>> begin Reading passage

Planning By Default?

The Danger of the Sneaky, Sticky Status Quo

My father earned the Eagle Scout designation as a young man, and his influence on my own development included many values he picked up through scouting.  One example came in the form of a saying he used often: "failing to plan is like planning to fail".

In my work I often encounter people who seem to have opted into the "default" financial plan for their situation, meaning they haven't made much conscious consideration of their own circumstance, but were instead just carried along by the currents of their lives.

In cases of young professionals, the default plan may look like focusing on career development and contributing a "reasonable" amount to their 401k plan at work. (Typical exchange: Q. Why did you pick a 6% amount to contribute to your plan? A. My HR guy said that's what many of my colleagues were doing)

For some older people, a common occurrence has them realizing in their mid to late career years that they are "behind" on savings and investment planning as retirement begins to look less like a far off dream and more like a coming reality - ready or not!

Everyone chooses a plan, even if that plan is to do nothing and "hope for the best"

One real value of working with a planning professional is in following a formal process of discovering your specific goals, articulating those goals clearly, and putting actual numbers on paper to allow for making a plan.  For people who prefer to do (or at least begin) this work on their own, consider the following a "bare minimum" for avoiding the trap of the status quo.

>> end Reading passage
>> begin Extracted data

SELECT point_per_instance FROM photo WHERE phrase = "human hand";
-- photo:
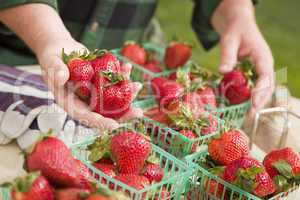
(56, 75)
(234, 20)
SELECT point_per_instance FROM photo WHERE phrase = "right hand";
(56, 75)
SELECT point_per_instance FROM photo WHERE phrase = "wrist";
(232, 11)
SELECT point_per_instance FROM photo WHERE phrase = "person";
(107, 24)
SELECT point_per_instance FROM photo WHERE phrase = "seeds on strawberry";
(134, 52)
(230, 146)
(32, 187)
(153, 172)
(55, 161)
(177, 54)
(130, 151)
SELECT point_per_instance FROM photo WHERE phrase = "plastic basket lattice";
(198, 187)
(176, 175)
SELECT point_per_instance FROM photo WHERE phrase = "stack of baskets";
(183, 177)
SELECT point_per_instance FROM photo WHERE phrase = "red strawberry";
(164, 194)
(134, 52)
(153, 172)
(208, 96)
(228, 147)
(177, 54)
(83, 89)
(250, 175)
(283, 166)
(211, 127)
(32, 187)
(130, 151)
(166, 90)
(238, 94)
(234, 87)
(80, 70)
(111, 98)
(157, 115)
(106, 62)
(136, 181)
(212, 186)
(108, 169)
(71, 194)
(191, 135)
(55, 161)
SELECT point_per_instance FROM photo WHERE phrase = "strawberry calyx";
(281, 183)
(185, 120)
(23, 184)
(99, 148)
(246, 178)
(284, 169)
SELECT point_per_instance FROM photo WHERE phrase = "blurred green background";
(278, 20)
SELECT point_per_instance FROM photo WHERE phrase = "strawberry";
(98, 197)
(230, 146)
(71, 194)
(55, 161)
(108, 169)
(211, 126)
(32, 187)
(164, 194)
(191, 135)
(80, 70)
(157, 115)
(177, 54)
(111, 95)
(105, 61)
(130, 150)
(250, 175)
(153, 172)
(83, 90)
(212, 186)
(283, 166)
(208, 96)
(238, 94)
(136, 181)
(165, 90)
(134, 52)
(234, 86)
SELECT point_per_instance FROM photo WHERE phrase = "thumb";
(229, 53)
(58, 73)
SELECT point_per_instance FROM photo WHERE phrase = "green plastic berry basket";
(170, 139)
(176, 173)
(5, 193)
(138, 71)
(198, 186)
(234, 114)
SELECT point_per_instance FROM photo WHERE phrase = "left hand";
(235, 21)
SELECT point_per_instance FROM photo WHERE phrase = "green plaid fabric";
(103, 24)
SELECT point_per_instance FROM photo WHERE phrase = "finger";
(57, 73)
(264, 87)
(229, 53)
(80, 111)
(126, 69)
(135, 87)
(133, 113)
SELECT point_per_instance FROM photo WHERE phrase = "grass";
(279, 22)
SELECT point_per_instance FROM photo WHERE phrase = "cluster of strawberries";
(55, 174)
(127, 157)
(229, 159)
(98, 78)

>> end Extracted data

▶ _Short task A_
In the passage on default financial planning, what reason does the young professional in the typical exchange give for contributing 6% to the 401k plan?
▶ _Short task B_
From the passage on default financial planning, quote the stretch from "In my work I" through "colleagues were doing)".

▶ _Response A_
The HR guy said that's what many colleagues were doing.

▶ _Response B_
In my work I often encounter people who seem to have opted into the "default" financial plan for their situation, meaning they haven't made much conscious consideration of their own circumstance, but were instead just carried along by the currents of their lives.

In cases of young professionals, the default plan may look like focusing on career development and contributing a "reasonable" amount to their 401k plan at work. (Typical exchange: Q. Why did you pick a 6% amount to contribute to your plan? A. My HR guy said that's what many of my colleagues were doing)